*Entries supplied:*
▬▬▬

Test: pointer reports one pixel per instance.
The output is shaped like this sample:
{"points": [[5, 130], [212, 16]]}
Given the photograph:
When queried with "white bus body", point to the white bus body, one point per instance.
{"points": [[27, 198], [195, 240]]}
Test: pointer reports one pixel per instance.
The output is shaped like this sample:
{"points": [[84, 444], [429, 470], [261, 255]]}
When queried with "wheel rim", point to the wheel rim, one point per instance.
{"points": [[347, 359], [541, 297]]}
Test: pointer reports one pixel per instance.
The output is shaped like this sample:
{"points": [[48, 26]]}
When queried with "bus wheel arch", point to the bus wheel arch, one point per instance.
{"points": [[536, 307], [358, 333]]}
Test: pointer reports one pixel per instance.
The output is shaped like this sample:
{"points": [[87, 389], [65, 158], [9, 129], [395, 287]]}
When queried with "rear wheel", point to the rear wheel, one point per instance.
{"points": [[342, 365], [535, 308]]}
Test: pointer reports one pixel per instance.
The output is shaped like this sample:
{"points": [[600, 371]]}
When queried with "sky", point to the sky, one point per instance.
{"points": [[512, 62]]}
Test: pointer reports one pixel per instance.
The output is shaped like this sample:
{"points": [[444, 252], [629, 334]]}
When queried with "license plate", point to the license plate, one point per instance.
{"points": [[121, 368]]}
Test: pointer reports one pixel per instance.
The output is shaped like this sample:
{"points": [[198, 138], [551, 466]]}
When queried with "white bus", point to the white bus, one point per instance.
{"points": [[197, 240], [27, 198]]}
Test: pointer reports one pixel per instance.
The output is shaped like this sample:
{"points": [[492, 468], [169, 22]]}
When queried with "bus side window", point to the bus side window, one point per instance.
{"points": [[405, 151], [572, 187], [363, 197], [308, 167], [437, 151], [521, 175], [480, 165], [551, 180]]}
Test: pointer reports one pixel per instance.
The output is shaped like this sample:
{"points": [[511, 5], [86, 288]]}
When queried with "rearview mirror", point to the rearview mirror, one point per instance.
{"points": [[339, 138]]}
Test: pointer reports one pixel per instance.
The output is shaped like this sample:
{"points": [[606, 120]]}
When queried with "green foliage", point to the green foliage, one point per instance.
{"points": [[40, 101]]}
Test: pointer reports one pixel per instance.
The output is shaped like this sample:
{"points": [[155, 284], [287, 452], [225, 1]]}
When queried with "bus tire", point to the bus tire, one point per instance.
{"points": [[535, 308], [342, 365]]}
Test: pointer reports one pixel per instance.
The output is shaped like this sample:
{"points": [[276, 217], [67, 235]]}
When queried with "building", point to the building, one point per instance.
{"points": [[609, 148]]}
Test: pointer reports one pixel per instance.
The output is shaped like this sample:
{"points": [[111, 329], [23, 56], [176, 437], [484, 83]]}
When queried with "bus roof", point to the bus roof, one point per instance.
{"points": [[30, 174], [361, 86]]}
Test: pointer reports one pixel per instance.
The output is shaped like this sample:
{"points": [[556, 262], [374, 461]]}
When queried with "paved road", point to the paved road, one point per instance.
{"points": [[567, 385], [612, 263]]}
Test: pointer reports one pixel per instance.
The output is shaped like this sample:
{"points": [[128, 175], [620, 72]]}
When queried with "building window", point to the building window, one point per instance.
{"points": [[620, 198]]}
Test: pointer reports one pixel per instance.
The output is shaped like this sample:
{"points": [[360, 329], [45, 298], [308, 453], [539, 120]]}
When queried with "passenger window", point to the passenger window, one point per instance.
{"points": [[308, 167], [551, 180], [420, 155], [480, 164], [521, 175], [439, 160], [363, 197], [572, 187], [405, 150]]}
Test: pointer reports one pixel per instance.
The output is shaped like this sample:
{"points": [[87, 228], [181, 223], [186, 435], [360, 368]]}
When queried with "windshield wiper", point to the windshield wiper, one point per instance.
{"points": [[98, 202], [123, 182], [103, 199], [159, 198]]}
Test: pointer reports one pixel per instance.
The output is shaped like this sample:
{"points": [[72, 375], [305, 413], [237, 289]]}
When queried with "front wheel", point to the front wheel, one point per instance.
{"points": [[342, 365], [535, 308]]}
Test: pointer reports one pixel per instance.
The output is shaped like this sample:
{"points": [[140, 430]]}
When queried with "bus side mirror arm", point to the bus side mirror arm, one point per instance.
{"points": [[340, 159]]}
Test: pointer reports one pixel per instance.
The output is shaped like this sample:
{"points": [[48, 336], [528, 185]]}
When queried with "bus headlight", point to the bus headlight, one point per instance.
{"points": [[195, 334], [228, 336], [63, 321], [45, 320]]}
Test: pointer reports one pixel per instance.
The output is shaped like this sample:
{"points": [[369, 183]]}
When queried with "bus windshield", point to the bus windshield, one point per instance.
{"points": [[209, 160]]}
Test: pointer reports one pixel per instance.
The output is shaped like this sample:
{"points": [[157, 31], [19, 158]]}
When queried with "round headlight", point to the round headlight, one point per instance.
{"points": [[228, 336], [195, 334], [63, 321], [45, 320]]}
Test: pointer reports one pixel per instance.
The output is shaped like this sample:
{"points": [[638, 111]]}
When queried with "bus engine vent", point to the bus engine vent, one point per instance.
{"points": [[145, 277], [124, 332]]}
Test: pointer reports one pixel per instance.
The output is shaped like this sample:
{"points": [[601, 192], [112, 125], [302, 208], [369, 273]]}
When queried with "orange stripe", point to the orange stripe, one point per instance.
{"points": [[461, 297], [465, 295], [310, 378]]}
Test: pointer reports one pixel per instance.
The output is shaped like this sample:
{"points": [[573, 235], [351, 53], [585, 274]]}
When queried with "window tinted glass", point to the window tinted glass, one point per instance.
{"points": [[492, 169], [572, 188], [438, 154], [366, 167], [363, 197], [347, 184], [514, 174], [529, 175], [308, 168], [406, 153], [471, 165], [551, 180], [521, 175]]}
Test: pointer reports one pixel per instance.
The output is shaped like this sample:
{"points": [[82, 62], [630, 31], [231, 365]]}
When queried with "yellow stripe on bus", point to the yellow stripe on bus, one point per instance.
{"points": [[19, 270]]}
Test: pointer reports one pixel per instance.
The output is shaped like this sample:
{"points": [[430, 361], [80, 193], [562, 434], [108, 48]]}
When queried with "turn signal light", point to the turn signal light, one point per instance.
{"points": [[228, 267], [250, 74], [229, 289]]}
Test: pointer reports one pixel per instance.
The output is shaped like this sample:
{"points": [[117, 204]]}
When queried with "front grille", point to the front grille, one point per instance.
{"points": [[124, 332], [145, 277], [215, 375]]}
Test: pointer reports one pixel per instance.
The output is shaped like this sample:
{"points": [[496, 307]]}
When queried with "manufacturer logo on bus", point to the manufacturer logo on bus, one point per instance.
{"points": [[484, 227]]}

▬▬▬

*Problem details:* Extract the whole listing, character for character.

*Completed task:*
Test: pointer reports one pixel per instance.
The output is shaped like this sample:
{"points": [[5, 130], [212, 16]]}
Given the photograph:
When queried with "white bus body", point to the white bus body, one point per instance.
{"points": [[27, 198], [195, 240]]}
Test: pointer reports one pixel per instance.
The output is shaped like this sample:
{"points": [[84, 444], [429, 470], [261, 255]]}
When queried with "wheel rim", point to the wheel rim, one point per instance.
{"points": [[347, 359], [541, 297]]}
Test: pointer reports one pixel per instance.
The output is shaped like this sample:
{"points": [[48, 26]]}
When queried with "bus wheel arch", point to the bus wheel arch, one point per instance.
{"points": [[536, 307], [358, 333]]}
Test: pointer reports one pixel per instance.
The output is shaped like this sample:
{"points": [[87, 389], [65, 158], [9, 129], [395, 287]]}
When queried with "rear wheel", point to the rear wheel, one point per instance.
{"points": [[342, 365], [535, 308]]}
Test: pointer reports one pixel per instance.
The output is shaped like this sample:
{"points": [[600, 371]]}
When queried with "sky", point to the sky, one point per instance.
{"points": [[512, 62]]}
Test: pointer reports one pixel per instance.
The output is shaped like this sample:
{"points": [[444, 252], [629, 334]]}
When queried with "license plate", point to the license plate, one point per instance.
{"points": [[121, 368]]}
Test: pointer reports one pixel per instance.
The output is shaped like this sample:
{"points": [[198, 138], [551, 466]]}
When queried with "white bus", point to the white bus, one point per instance.
{"points": [[197, 240], [27, 198]]}
Test: pointer reports one pixel per instance.
The output is shaped like this sample:
{"points": [[492, 468], [169, 22]]}
When queried with "bus side window", point to the bus side window, one point per instance.
{"points": [[405, 151], [572, 187], [363, 197], [308, 167], [437, 151], [521, 175], [480, 165], [551, 180]]}
Test: pointer reports one pixel per instance.
The output is shaped like this sample:
{"points": [[511, 5], [86, 288]]}
When queried with "rearview mirror", point to the rearview mirror, one point per instance.
{"points": [[339, 138]]}
Test: pointer reports one pixel per instance.
The output is shaped like this sample:
{"points": [[606, 120]]}
When queried with "green foliage", point to the green foliage, one point per instance.
{"points": [[40, 101]]}
Test: pointer reports one pixel per instance.
The output is shaped like this sample:
{"points": [[155, 284], [287, 452], [225, 1]]}
When queried with "bus tire", point to the bus tire, one point per instance.
{"points": [[535, 308], [342, 365]]}
Test: pointer reports one pixel per instance.
The output is shaped like this sample:
{"points": [[276, 217], [67, 235]]}
When queried with "building", point to the building, one point per instance.
{"points": [[609, 148]]}
Test: pointer reports one pixel per instance.
The output is shaped like this sample:
{"points": [[111, 329], [23, 56], [176, 437], [484, 83]]}
When queried with "bus roof", point to the bus roof, one point per instance.
{"points": [[30, 174], [361, 86]]}
Test: pointer reports one pixel per instance.
The output is shaped like this sample:
{"points": [[556, 262], [374, 461]]}
When queried with "paved road", point to the paved road, one point per instance.
{"points": [[567, 385], [612, 263]]}
Test: pointer reports one pixel per instance.
The output is shaped like this sample:
{"points": [[128, 175], [620, 72]]}
When queried with "building window", point to the building window, one point per instance.
{"points": [[620, 198]]}
Test: pointer reports one pixel per instance.
The output is shaped like this sample:
{"points": [[360, 329], [45, 298], [308, 453], [539, 120]]}
When queried with "passenger window", point to the passenger window, one point per instance.
{"points": [[308, 167], [551, 180], [420, 155], [480, 164], [521, 175], [439, 160], [363, 197], [572, 187], [405, 150]]}
Test: pointer reports one pixel per instance.
The output is shaped like this sample:
{"points": [[87, 228], [181, 223], [186, 435], [360, 368]]}
When queried with "windshield wiper", point to the windshield wiper, one point per instance.
{"points": [[98, 202], [123, 182], [103, 199], [159, 198]]}
Test: pointer reports one pixel per instance.
The output is shaped like this sample:
{"points": [[72, 375], [305, 413], [237, 289]]}
When queried with "front wheel", point to the front wheel, one point per instance.
{"points": [[342, 365], [535, 308]]}
Test: pointer reports one pixel per instance.
The output is shaped like this sample:
{"points": [[140, 430]]}
When queried with "bus side mirror arm", point to the bus side mirror arm, one point per instance.
{"points": [[340, 159]]}
Test: pointer reports one pixel per instance.
The output is shaped like this sample:
{"points": [[48, 336], [528, 185]]}
When queried with "bus headlight", point to the bus headlight, one point per instance.
{"points": [[195, 334], [228, 336], [63, 321], [45, 320]]}
Test: pointer reports one pixel per instance.
The output is shaped like this sample:
{"points": [[369, 183]]}
When queried with "bus windshield", point to the bus windshield, one point per instance.
{"points": [[209, 160]]}
Test: pointer reports one pixel per instance.
The output is shaped like this sample:
{"points": [[157, 31], [19, 158]]}
When queried with "round headlight", point to the round headlight, one point per instance.
{"points": [[228, 336], [195, 334], [63, 321], [45, 320]]}
Test: pointer reports one pixel per instance.
The output is shaped like this sample:
{"points": [[638, 111]]}
When queried with "bus engine vent", point to the bus engine vent, one point per instance.
{"points": [[145, 277], [124, 332]]}
Test: pointer reports one pixel per instance.
The output is shaped like this sample:
{"points": [[601, 192], [112, 125], [302, 208], [369, 273]]}
When queried with "orange stripe", point to the orange stripe, one point per instance.
{"points": [[461, 297], [465, 295], [310, 378]]}
Test: pointer reports one pixel per instance.
The output is shaped like this sample:
{"points": [[573, 235], [351, 53], [585, 274]]}
When queried with "window tinted glass", point to the window tinted glass, one point per instance.
{"points": [[492, 169], [572, 188], [438, 154], [366, 167], [363, 197], [347, 184], [514, 174], [529, 175], [308, 168], [406, 153], [471, 165], [551, 180], [521, 175]]}
Test: pointer reports one pixel per instance.
The output is shaped like this sample:
{"points": [[82, 62], [630, 31], [231, 365]]}
When queried with "yellow stripe on bus", point to the yellow stripe on bus, one point per instance.
{"points": [[19, 270]]}
Test: pointer reports one pixel per instance.
The output is shaped like this sample:
{"points": [[430, 361], [80, 193], [562, 434], [108, 48]]}
When queried with "turn signal light", point to the turn signal light, one point per instance.
{"points": [[228, 267], [250, 74], [229, 289]]}
Test: pointer reports one pixel per instance.
The output is shaped like this sample:
{"points": [[117, 204]]}
When queried with "front grille", point to the front grille, one point per instance.
{"points": [[124, 332], [145, 277], [215, 375]]}
Test: pointer reports one pixel per instance.
The output is shaped like this sample:
{"points": [[496, 307]]}
When queried with "manufacturer logo on bus", point to the manufacturer logo on bus, one point per instance.
{"points": [[484, 227]]}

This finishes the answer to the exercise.